____ Given data

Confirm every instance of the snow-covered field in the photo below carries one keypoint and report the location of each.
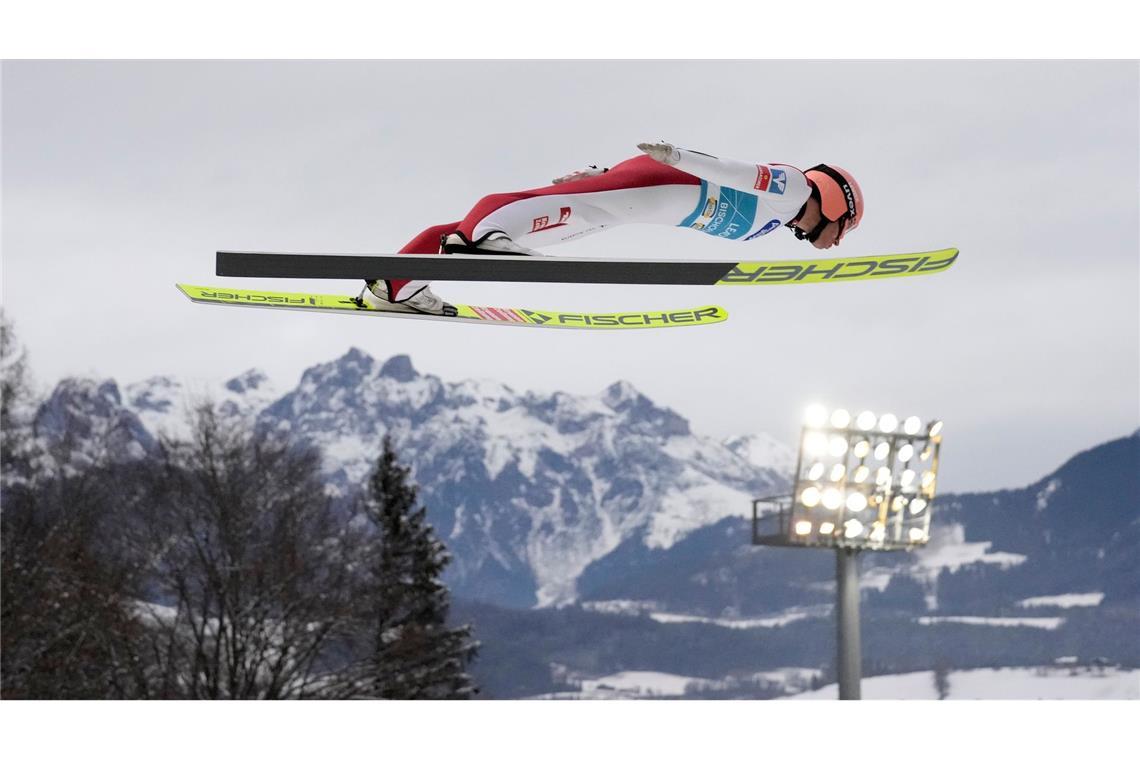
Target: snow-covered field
(1048, 683)
(1047, 623)
(1000, 684)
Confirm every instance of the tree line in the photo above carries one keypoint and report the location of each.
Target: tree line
(214, 568)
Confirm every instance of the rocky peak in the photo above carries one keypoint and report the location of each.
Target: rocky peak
(399, 368)
(251, 380)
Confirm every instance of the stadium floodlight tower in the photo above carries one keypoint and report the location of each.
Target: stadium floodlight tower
(862, 482)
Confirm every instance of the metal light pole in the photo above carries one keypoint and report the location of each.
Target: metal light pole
(861, 483)
(851, 661)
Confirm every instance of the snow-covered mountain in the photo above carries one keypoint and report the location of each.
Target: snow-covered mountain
(527, 489)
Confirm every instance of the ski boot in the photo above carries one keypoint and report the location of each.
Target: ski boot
(493, 243)
(423, 301)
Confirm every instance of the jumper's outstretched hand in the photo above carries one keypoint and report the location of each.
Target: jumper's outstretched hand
(581, 173)
(662, 152)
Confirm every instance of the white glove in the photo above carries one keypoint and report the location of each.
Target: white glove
(661, 152)
(581, 173)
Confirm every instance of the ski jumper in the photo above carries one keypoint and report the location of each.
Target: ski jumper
(717, 196)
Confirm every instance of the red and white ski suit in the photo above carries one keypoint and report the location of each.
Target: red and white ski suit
(723, 197)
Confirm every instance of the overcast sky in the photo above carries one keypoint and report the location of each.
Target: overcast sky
(122, 178)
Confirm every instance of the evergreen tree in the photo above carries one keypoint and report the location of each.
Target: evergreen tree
(414, 654)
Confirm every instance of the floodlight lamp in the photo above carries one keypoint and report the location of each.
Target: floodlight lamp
(815, 416)
(878, 531)
(837, 446)
(815, 443)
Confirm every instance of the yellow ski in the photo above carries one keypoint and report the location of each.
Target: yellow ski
(467, 313)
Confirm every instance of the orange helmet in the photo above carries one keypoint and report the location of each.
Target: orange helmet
(839, 195)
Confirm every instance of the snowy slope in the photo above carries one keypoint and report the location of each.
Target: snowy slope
(999, 684)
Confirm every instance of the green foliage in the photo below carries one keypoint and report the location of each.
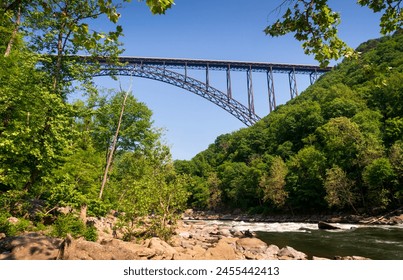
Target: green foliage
(145, 187)
(316, 25)
(13, 229)
(339, 188)
(274, 182)
(336, 145)
(71, 224)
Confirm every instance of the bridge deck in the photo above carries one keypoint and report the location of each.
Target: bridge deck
(180, 63)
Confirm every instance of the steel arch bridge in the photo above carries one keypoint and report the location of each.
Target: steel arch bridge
(161, 69)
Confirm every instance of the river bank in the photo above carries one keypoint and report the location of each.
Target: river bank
(392, 218)
(195, 239)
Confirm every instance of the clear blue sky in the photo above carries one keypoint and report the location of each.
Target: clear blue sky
(222, 30)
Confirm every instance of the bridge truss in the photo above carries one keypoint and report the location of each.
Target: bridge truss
(161, 69)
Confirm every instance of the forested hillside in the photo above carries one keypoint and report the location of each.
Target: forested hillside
(338, 146)
(86, 157)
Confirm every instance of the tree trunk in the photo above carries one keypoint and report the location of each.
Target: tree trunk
(14, 34)
(110, 157)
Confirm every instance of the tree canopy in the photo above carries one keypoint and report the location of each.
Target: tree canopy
(334, 147)
(315, 23)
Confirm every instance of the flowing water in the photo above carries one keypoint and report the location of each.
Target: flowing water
(374, 242)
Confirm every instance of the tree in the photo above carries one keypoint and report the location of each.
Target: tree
(339, 188)
(273, 184)
(31, 143)
(145, 186)
(380, 178)
(315, 24)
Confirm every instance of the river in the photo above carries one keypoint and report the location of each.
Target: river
(374, 242)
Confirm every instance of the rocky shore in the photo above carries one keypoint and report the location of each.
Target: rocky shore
(194, 240)
(393, 218)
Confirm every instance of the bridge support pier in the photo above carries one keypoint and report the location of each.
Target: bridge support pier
(270, 88)
(229, 89)
(293, 83)
(251, 101)
(313, 76)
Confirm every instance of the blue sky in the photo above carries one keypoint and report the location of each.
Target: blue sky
(222, 30)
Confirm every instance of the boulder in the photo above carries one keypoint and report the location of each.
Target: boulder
(324, 225)
(289, 253)
(252, 245)
(224, 250)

________

» Exercise details
Lines in the data that hold "below" must be located and copied.

» Exercise response
Confirm every instance of the snow-covered field in the photo below carries one keypoint and report the location of each.
Confirm every instance of the green foliage in the photo below carries one keypoint and report the location of each.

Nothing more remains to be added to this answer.